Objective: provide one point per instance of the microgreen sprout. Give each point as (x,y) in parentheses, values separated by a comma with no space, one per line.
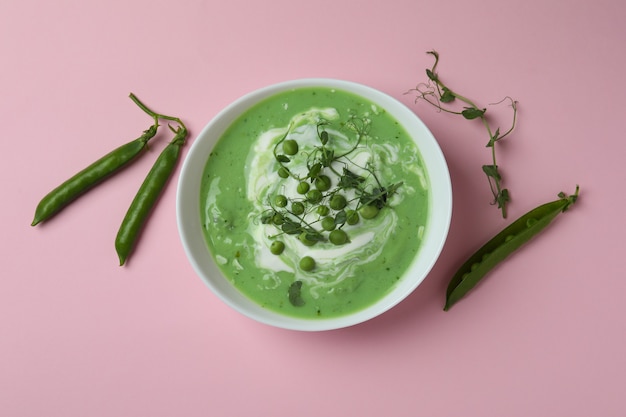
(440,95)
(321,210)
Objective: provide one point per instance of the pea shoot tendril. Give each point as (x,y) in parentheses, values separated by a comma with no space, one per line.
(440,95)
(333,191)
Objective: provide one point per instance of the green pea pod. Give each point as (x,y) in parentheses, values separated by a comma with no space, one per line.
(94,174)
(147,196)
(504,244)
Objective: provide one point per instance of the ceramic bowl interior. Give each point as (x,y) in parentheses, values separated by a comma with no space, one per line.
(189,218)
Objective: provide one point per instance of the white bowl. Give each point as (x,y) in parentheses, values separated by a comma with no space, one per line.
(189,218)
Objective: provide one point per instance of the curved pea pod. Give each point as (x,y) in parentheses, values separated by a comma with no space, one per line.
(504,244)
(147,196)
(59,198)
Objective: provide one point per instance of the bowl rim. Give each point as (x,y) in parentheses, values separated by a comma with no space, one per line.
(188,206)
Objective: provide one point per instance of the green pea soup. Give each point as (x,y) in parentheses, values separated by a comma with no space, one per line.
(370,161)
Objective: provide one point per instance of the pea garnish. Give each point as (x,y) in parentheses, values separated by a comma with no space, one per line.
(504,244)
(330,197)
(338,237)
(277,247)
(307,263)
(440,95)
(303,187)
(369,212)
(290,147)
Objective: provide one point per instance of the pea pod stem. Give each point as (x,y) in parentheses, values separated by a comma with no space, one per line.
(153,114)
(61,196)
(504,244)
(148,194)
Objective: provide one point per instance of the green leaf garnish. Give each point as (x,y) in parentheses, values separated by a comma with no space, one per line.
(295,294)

**TASK REQUIREMENTS**.
Rewrite the whole listing above with "Objective" swapped for "Goal" and everything else left unchanged. Omit the pictures.

**COMPLETE RESPONSE**.
Goal: provide one point per instance of the microgreen sprout. Give each point as (x,y) in parentheses, values separated by a comma with no space, one per line.
(440,95)
(321,210)
Goal: provide one point per instance of the pea shoot tendril. Give each point as (x,y) in parentheses, values separated by a comma with no space, one per line.
(440,95)
(333,191)
Goal: provide one point per instance of the green pea pod. Give each point as (x,y) in parentheses, values separated by a comma with no space, one per line.
(94,174)
(147,196)
(504,244)
Goal: provide one point per instance of the ceramic bowl interior. Give each point as (x,y) in parentheses, values separated by a comma with no space, one per line.
(189,218)
Goal: provide one point per instance of the white bowl. Give each point as (x,y) in parentheses, values separated by a comma with no space, one per line.
(189,218)
Goal: provide one point per instance of the curved pea pod. Give each point as (x,y) in parentheses, values separated by a comma with no space, one per line.
(504,244)
(147,196)
(59,198)
Goal: provide one point per instance of the bowl rim. Give each point as (x,y) in parentheses, values separated by a comma with no space, one per line.
(188,206)
Goal: provide one point per instance of the green pea soup. Give each point as (x,y) in parentheses, values separated by a comma with no space, one per line.
(370,161)
Goal: provide one point per instance of the pea garnish. Give each point as (x,y) in parentheses, values separated by a comma with no space, one per line.
(504,244)
(330,197)
(338,237)
(277,247)
(307,263)
(440,95)
(303,187)
(369,212)
(290,147)
Goal: provide one point per instance of the pea pod stem. Give each point as (x,y) in parentheses, values separated by a comma with no space, one per line.
(153,114)
(61,196)
(504,244)
(148,194)
Goal: provide one point per instance of the green leaf garnish. Give each point as (x,y) in parentheses, values separated by a comma with no space, one per line.
(295,294)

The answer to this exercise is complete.